---- Study text
A couple hours ago, I had a lot of will in me to write, but it has drained out of me as the night has worn on. I'll see if I can muster all my thoughts back up again
First, I want to start off by saying this: I wish that feeling empathy for the pain of others could make you feel less drained about your own lesser ordeals.
Today started out like a pretty good day around here. I read Natalie a bunch of books, she went down for a nap, we watched some Sesame Street. To get out of the house, we were going to go to the Shaws over by the Walmart instead of our usual one, just to change things up. But, there is a craft store right by there, so we took a minor detour there first so I could get some embroidery floss. I wanted to tighten the car seat straps for Natalie when we got back to the car, so I called Mike. While still on the phone with him, I go to start the car and it won't turn over. Now, about two months ago we had trouble with the battery, and that worked, but the engine wouldn't start. After making the usual calls, I then waited about 45 minutes for a tow truck to take me literally across the street to the dealership. I was glad there was no incident moving the car seat into the huge cab of the truck, though Natalie did cry when the driver looked her. There, I waited an hour for them to tell me the starter was gone. Luckily, Natalie slept while we waited for the tow, but I chased her around the whole dealership once we got there. She did very well and mangaged to not freak out until right when I was talking to the man about what needed to be done to the car. She freaked out because she wanted to wander off into an office where another man was on the phone and I wouldn't let her. I was told the car would be another hour. Natalie wasn't going to be able to deal with that, so after two more freakouts, we got our stroller and went outside. We went to Applebees where Natalie had some lunch at the late hour of 330. Then we went around Kmart for a little bit to ensure the car was done when we got back. This is not to mention that at some point Natalie pooped and I didn't have a second diaper to change her into. And it didn't help that unlike it has been, today it was hot enough in the sun to make me sweat every time we went out. All in all, we managed to get home around 430, both of us glad to be home.
So, this little trip to the store turned into a long, drawn out adventure. I think from now on I'll be stowing extra diapers and toys in the car.
As drained as I was by these events, I really have no reason to complain about my day. For several reasons.
First of all, after texting Mike with a status update on the car, he lets me know that his brother is in the hospital due to his high blood pressure. He did not have a heart attack, but had to stay over night for tests. This was very unsettling for everyone, but most so for his family at home.
Then, I got a call from a friend concerning a loss she has experienced. I know that she doesn't want to discuss it further, so I feel helpless about comforting her. I'll refrain from writing more about this here due to her wishes, though I've thought about her a lot this evening.
And then there is of course all those mourning for my former student who passed away. I watched a video someone complied showing all the wall posts to his FB page after his death, his classmates saying goodbye. Very touching. The one that got to me in particular was a student who said he was putting Madison's initials on his seatbelt. Also sweet was a girl who has already graduated offering to cut kids' hair with Madison's initials.
So, as I stated above, I still feel drained from my day, even though it pales in comparison to many others'.
Mike reminded me that they say things come in threes, so hopefully the rest of the week will show better, but I'm afraid of jinxing us.
Really the best thing about today was $1.50 Sesame Street books at the craft store.
--------
To do:
Rewrite the part of the journal entry that opens with the words "So, this little" and closes with "lot this evening.", replacing "hospital" with "emergency room". The records come from a separate source and are unrelated to the journal entry.
---- Data extracts
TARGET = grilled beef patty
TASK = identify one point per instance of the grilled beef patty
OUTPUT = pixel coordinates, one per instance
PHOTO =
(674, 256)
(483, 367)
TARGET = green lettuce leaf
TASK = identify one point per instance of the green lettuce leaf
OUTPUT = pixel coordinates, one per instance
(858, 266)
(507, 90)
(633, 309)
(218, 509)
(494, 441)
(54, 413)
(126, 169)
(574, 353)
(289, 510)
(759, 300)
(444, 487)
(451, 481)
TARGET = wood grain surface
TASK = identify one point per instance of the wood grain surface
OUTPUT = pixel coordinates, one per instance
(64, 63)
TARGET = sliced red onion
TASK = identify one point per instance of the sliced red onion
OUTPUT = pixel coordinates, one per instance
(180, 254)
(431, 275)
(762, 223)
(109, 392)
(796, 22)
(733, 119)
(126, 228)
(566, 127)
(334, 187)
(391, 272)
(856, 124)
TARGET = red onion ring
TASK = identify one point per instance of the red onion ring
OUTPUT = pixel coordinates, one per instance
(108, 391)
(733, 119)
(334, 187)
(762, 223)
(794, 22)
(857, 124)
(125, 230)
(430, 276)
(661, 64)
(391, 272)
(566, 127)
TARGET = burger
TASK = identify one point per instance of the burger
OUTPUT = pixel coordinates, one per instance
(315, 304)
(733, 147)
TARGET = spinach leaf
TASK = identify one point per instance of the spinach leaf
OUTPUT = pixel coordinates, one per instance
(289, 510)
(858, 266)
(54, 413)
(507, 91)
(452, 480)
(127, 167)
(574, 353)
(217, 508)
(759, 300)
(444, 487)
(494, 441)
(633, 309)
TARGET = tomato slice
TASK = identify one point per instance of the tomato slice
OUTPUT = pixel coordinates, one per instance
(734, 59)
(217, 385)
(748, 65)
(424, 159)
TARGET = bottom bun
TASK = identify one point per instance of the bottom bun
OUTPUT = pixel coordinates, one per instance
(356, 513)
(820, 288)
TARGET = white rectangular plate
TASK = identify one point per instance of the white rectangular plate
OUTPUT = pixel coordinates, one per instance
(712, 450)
--------
Solution to this problem:
So, this little trip to the store turned into a long, drawn out adventure. I think from now on I'll be stowing extra diapers and toys in the car.
As drained as I was by these events, I really have no reason to complain about my day. For several reasons.
First of all, after texting Mike with a status update on the car, he lets me know that his brother is in the emergency room due to his high blood pressure. He did not have a heart attack, but had to stay over night for tests. This was very unsettling for everyone, but most so for his family at home.
Then, I got a call from a friend concerning a loss she has experienced. I know that she doesn't want to discuss it further, so I feel helpless about comforting her. I'll refrain from writing more about this here due to her wishes, though I've thought about her a lot this evening.